Reading passage:
:::
The first tool you should build with Claude Code is a Chrome extension

Keanan Koppenhaver
Tips and Techniques chrome-extensionbuild-your-own-toolstips-and-techniques
A browser showing a Google Doc with highlighted script text and the Script Timer extension popup estimating a 1:28 read-aloud time, under the headline 'Your first real tool? Build a Chrome extension.'

Short on time? Here’s the whole idea: the reason most “I’m going to build my own tool” projects die isn’t the building (Claude Code handles that), it’s everything after: hosting, deploying, a domain, and a server you have to keep alive. A Chrome extension skips all of that, because it runs in the browser you already live in and you “deploy” it to yourself in about thirty seconds. That makes it the best possible first piece of software for a marketer. Below, I build one I actually use every week, start to finish, so you walk away with the repeatable workflow of how to do it yourself.
:::
What you should do:
In the Chrome extension article, about how long does it take to "deploy" a Chrome extension to yourself? The records have no connection to the Chrome extension article.
:::
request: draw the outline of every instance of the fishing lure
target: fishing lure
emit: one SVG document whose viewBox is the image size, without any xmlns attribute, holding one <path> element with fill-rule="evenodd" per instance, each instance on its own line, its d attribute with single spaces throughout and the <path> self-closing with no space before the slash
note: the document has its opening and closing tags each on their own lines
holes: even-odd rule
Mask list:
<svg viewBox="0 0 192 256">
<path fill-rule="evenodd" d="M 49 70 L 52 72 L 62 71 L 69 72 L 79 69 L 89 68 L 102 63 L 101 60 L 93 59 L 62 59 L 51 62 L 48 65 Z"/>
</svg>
:::
Task output:
About thirty seconds.